╭─ Data for review
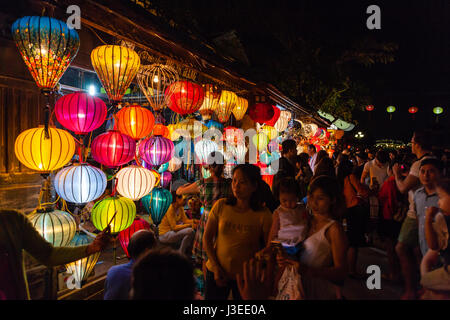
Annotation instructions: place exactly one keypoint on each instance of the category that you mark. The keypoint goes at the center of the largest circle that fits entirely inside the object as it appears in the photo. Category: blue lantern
(157, 203)
(80, 183)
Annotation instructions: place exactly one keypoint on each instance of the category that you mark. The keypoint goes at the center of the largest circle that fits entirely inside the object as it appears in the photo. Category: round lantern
(38, 153)
(153, 81)
(211, 101)
(227, 102)
(125, 235)
(113, 148)
(166, 177)
(81, 269)
(156, 150)
(47, 46)
(57, 227)
(116, 67)
(184, 97)
(276, 116)
(135, 121)
(80, 183)
(134, 182)
(240, 108)
(122, 209)
(80, 112)
(261, 112)
(157, 203)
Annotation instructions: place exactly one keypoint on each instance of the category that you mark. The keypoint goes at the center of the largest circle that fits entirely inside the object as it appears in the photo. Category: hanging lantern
(116, 67)
(211, 101)
(80, 183)
(161, 130)
(81, 269)
(166, 177)
(153, 81)
(134, 182)
(156, 150)
(283, 121)
(125, 235)
(103, 211)
(113, 148)
(57, 227)
(204, 148)
(261, 112)
(240, 108)
(276, 116)
(157, 203)
(47, 46)
(38, 153)
(135, 121)
(184, 97)
(227, 102)
(80, 112)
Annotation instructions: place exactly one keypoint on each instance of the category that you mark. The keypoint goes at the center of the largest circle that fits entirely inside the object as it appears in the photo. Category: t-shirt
(239, 236)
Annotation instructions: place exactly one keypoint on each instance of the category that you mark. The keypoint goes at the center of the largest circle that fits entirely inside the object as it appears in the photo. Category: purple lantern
(156, 150)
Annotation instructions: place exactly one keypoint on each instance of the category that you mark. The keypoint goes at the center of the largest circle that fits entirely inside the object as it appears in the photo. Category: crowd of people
(298, 240)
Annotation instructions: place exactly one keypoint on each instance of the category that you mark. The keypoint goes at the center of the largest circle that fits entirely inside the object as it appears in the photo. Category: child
(437, 226)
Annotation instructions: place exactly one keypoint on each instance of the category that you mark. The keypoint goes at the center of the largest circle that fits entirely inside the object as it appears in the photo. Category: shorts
(409, 233)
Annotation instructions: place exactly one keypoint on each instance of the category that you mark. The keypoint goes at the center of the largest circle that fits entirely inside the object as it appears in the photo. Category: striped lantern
(81, 269)
(134, 182)
(80, 112)
(44, 154)
(113, 148)
(156, 150)
(80, 183)
(57, 227)
(157, 203)
(135, 121)
(184, 97)
(103, 211)
(116, 67)
(125, 235)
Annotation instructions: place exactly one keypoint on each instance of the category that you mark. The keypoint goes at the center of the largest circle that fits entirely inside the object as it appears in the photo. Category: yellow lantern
(43, 154)
(227, 101)
(240, 108)
(116, 66)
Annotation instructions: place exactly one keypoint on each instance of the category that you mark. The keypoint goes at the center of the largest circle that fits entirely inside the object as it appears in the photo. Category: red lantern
(125, 235)
(261, 112)
(276, 115)
(184, 97)
(135, 121)
(80, 112)
(113, 148)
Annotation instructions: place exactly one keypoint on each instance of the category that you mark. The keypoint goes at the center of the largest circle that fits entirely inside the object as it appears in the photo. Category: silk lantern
(47, 47)
(227, 102)
(157, 203)
(184, 97)
(113, 148)
(240, 108)
(80, 183)
(122, 209)
(116, 67)
(135, 121)
(57, 227)
(41, 154)
(211, 101)
(80, 112)
(153, 81)
(81, 269)
(125, 235)
(134, 182)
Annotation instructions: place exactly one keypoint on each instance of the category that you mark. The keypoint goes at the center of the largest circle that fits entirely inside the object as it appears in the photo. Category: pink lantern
(80, 112)
(113, 148)
(156, 150)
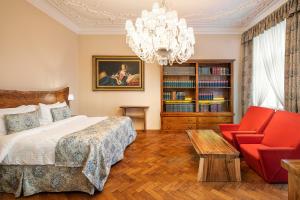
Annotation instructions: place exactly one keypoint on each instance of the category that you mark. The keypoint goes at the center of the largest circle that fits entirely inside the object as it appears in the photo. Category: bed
(74, 154)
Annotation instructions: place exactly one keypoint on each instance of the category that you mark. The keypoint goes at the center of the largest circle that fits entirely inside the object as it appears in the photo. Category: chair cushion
(256, 119)
(283, 130)
(251, 156)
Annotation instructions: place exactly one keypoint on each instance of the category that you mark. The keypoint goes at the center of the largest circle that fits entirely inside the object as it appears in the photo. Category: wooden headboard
(14, 98)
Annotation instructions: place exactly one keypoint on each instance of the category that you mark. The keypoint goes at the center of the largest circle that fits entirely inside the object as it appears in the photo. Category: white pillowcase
(17, 110)
(45, 112)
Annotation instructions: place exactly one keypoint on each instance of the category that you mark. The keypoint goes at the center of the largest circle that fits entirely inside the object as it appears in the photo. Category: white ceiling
(205, 16)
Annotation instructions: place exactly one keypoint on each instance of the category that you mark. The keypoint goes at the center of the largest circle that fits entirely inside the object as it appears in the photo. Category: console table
(141, 115)
(293, 168)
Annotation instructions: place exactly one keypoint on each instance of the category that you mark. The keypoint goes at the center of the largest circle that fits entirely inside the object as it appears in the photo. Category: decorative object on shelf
(71, 97)
(160, 35)
(118, 73)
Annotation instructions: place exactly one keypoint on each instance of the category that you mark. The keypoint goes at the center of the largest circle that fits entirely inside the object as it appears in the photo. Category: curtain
(292, 61)
(268, 67)
(246, 75)
(271, 20)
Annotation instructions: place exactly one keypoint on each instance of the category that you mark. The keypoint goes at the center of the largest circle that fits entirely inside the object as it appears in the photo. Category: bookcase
(197, 95)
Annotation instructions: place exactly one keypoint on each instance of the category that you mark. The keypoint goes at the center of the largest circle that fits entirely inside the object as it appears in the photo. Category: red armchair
(281, 140)
(254, 122)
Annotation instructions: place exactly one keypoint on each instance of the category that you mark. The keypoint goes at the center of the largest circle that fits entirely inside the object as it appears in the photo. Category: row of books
(213, 83)
(211, 108)
(206, 96)
(180, 84)
(174, 95)
(185, 107)
(214, 71)
(179, 71)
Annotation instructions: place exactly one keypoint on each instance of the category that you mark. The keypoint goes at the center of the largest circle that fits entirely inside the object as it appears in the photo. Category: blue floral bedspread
(82, 161)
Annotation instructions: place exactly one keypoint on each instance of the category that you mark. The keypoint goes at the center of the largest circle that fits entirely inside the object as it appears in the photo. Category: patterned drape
(247, 71)
(290, 12)
(292, 59)
(271, 20)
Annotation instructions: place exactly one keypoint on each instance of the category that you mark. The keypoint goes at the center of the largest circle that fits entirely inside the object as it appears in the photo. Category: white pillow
(45, 112)
(17, 110)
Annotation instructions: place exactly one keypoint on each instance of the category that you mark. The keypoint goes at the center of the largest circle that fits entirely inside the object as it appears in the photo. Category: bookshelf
(196, 95)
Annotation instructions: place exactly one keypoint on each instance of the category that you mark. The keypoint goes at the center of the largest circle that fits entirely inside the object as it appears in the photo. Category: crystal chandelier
(160, 35)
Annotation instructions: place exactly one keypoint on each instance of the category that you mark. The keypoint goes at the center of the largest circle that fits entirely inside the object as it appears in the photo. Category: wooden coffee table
(219, 161)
╰─
● What to produce
Quote all the lines above exactly as given. Do not include the pictures.

● Result of this task
Annotation instructions: place exactly one keypoint on each instance of the category that you mark. The keypoint goes at the center of the largest circle that fits entirely inside the object as it appears in the photo. Category: blue lantern
(157, 203)
(80, 183)
Annotation instructions: place exactly one keypoint on each instance of the category that you mark. The keypoint goes at the center of the largest circle that fits entirely inside the object as it appears in the photo. Category: round lantern
(38, 153)
(153, 81)
(211, 101)
(227, 102)
(125, 235)
(113, 148)
(166, 177)
(81, 269)
(156, 150)
(47, 46)
(57, 227)
(116, 67)
(184, 97)
(276, 116)
(135, 121)
(80, 183)
(134, 182)
(240, 108)
(122, 209)
(80, 112)
(261, 112)
(157, 203)
Annotation instructions: place exactly one keypoint on each instance of the category that you mark. The keypoint goes at the center of the largest circle that fits entirely inside the object as it appears in the photo. Category: hanging lantern
(116, 67)
(211, 101)
(80, 183)
(161, 130)
(81, 269)
(166, 177)
(153, 81)
(134, 182)
(156, 150)
(283, 121)
(125, 235)
(103, 211)
(113, 148)
(57, 227)
(204, 148)
(261, 112)
(240, 108)
(276, 116)
(157, 203)
(47, 46)
(38, 153)
(135, 121)
(184, 97)
(227, 102)
(80, 112)
Annotation instructions: place exactly one keypoint on each instance of the category that you mark. The keypoint goes at the center of the largest circle that fits entirely inside the object as it appears in the photo. Category: t-shirt
(239, 236)
Annotation instructions: place exactly one keypoint on each instance of the category that you mark. The keypoint goes at the center of the largest circle that fits entirely inside the object as it appears in the photo. Category: purple lantern
(156, 150)
Annotation instructions: place exactly one keypoint on each instance of the category that you mark. The keypoint goes at the center of the largest circle that fits entirely inside the object as it appears in the photo. Category: crowd of people
(298, 240)
Annotation instructions: place exactly one keypoint on each instance of the category that you mark. The keypoint goes at the center of the largest circle that fits entirely inside the object as it appears in the photo. Category: child
(437, 226)
Annotation instructions: place exactly one keypoint on each instance of the category that you mark. The keypoint goes at the center of the largest circle that fits entirely inside the object as it appears in the photo. Category: shorts
(409, 233)
Annotation instructions: place exactly one keypoint on each instance of the category that you mark. The keypoint goes at the center of the largest circle that fits entirely inside the object as it appears in the photo. Category: striped lantern
(81, 269)
(134, 182)
(80, 112)
(44, 154)
(113, 148)
(156, 150)
(80, 183)
(57, 227)
(157, 203)
(135, 121)
(184, 97)
(103, 211)
(116, 67)
(125, 235)
Annotation instructions: place exactly one keypoint on each instance of the category that you mark. The keypoint goes at the center of the largest circle that fits entirely inside the object as it appears in the photo. Category: yellow lantern
(43, 154)
(227, 101)
(240, 108)
(116, 66)
Annotation instructions: place exactly one keypoint on each instance of the category that you mark. The keypoint goes at the center of the largest circle that fits entirely inside the object as it appears in the photo. Category: red lantern
(125, 235)
(261, 112)
(276, 115)
(184, 97)
(135, 121)
(80, 112)
(113, 148)
Annotation instructions: place exactly one keypoint on each instance of the category that you mark. The keypoint goes at the center of the largest circle that fits entirely inside the object as it appears in the photo. Category: silk lantern
(47, 47)
(227, 102)
(157, 203)
(184, 97)
(113, 148)
(240, 108)
(80, 183)
(122, 209)
(116, 67)
(135, 121)
(57, 227)
(41, 154)
(211, 101)
(80, 112)
(153, 81)
(81, 269)
(125, 235)
(134, 182)
Annotation instructions: place exactly one keypoint on each instance of the category that you mark. The keypoint goes at the center of the largest circle that fits entirely inside the object as it appears in the photo. Category: pink lantern
(80, 112)
(113, 148)
(156, 150)
Annotation instructions: place exactly one keypoint on each instance of the category that you mark. The keypoint goes at the center of the largest circle that fits entirely inside the object as it appears in the photo. Category: bed
(74, 154)
Annotation instructions: place exactly one keypoint on each instance of the category that you mark. The keypoint goes at the center of the largest circle that fits entirely inside the object as it appears in the photo. Category: chair cushion
(256, 119)
(283, 130)
(251, 156)
Annotation instructions: place exactly one keypoint on each instance of the category that you mark. The keypoint goes at the center of the largest circle that fits entirely inside the object as it appears in the photo. Category: wooden headboard
(14, 98)
Annotation instructions: place exactly one keypoint on each instance of the category that you mark. The keypoint goes at the center of the largest circle that fits entirely inside the object as it appears in the photo. Category: white pillowcase
(17, 110)
(45, 112)
Annotation instructions: place exactly one keypoint on each instance of the category that you mark. The keypoint goes at the center of the largest circle that fits entirely inside the object as it appears in the photo. Category: white ceiling
(205, 16)
Annotation instructions: place exactly one keypoint on each instance of the category that you mark. The keypoint goes at the center of the largest circle that fits entirely inside the object as it appears in the photo. Category: console table
(141, 115)
(293, 168)
Annotation instructions: place exactly one keypoint on each instance of the category that you mark. The keypoint goes at the center of the largest circle that fits entirely inside the object as it appears in the photo. Category: decorative object on shelf
(71, 97)
(160, 35)
(118, 73)
Annotation instructions: place exactly one keypoint on each instance of the category that you mark. The keypoint goes at the center of the largest circle that fits entirely inside the object as it appears in the photo. Category: curtain
(292, 61)
(268, 67)
(246, 75)
(271, 20)
Annotation instructions: place exactly one keypoint on each instance of the category that you mark. The keypoint goes at the center of the largest circle that fits entirely inside the object as it appears in the photo. Category: bookcase
(197, 95)
Annotation instructions: place exactly one keypoint on each instance of the category that you mark. The keypoint goes at the center of the largest circle that fits entirely inside the object as it appears in the photo. Category: red armchair
(281, 140)
(254, 122)
Annotation instructions: place exactly one keypoint on each instance of the category that you mark. The keypoint goes at the center of the largest circle that fits entirely inside the object as it appears in the photo. Category: row of books
(213, 83)
(211, 108)
(206, 96)
(180, 84)
(174, 95)
(185, 107)
(214, 71)
(179, 71)
Annotation instructions: place exactly one keypoint on each instance of the category that you mark. The keypoint goes at the center of the largest circle that fits entirely inside the object as it appears in the photo. Category: blue floral bedspread
(82, 161)
Annotation instructions: place exactly one keypoint on each instance of the category that you mark. The keypoint goes at the center of the largest circle that fits entirely inside the object as it appears in the photo. Category: patterned drape
(247, 71)
(290, 12)
(292, 59)
(271, 20)
Annotation instructions: place exactly one keypoint on each instance of the category that you mark. The keypoint goes at the center of the largest circle that fits entirely inside the object as it appears in the photo. Category: white pillow
(45, 112)
(17, 110)
Annotation instructions: place exactly one keypoint on each instance of the category that you mark. The keypoint goes at the center of the largest circle that fits entirely inside the object as it appears in the photo. Category: bookshelf
(196, 95)
Annotation instructions: place exactly one keypoint on each instance of the category that you mark. The keypoint goes at the center of the largest circle that fits entirely inside the object as it appears in the photo. Category: crystal chandelier
(160, 35)
Annotation instructions: place exactly one keypoint on each instance of the category that you mark. The keypoint goes at the center of the largest circle that fits entirely inside the object as it appears in the photo. Category: wooden coffee table
(219, 161)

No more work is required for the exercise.